Goal
Arrange only the lines from the one containing "pinpoint every overhead" through the one containing "every locomotive windshield.", inclusive, as a numbered list, leaving out blank lines.

Input material

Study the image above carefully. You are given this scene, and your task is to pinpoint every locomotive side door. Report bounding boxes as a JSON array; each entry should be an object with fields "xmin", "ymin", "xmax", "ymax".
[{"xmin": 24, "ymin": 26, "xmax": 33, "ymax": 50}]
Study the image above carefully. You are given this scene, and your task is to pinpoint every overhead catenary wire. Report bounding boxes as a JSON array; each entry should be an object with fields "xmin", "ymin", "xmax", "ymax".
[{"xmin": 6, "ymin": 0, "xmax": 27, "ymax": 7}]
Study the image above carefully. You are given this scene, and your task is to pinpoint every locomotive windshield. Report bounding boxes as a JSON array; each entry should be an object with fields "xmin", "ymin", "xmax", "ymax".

* * *

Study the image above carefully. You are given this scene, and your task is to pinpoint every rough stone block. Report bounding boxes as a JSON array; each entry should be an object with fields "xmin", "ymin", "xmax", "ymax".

Full response
1. Study the image above carefully. You are given this scene, and your task is to pinpoint every overhead catenary wire. Report bounding boxes as a JSON array; each entry should be an object with fields "xmin", "ymin", "xmax", "ymax".
2. [{"xmin": 6, "ymin": 0, "xmax": 27, "ymax": 7}]
3. Study the image above carefully. You are given this scene, and your task is to pinpoint every locomotive windshield. Report bounding boxes as a JSON array; each entry should be an object with fields "xmin", "ymin", "xmax", "ymax".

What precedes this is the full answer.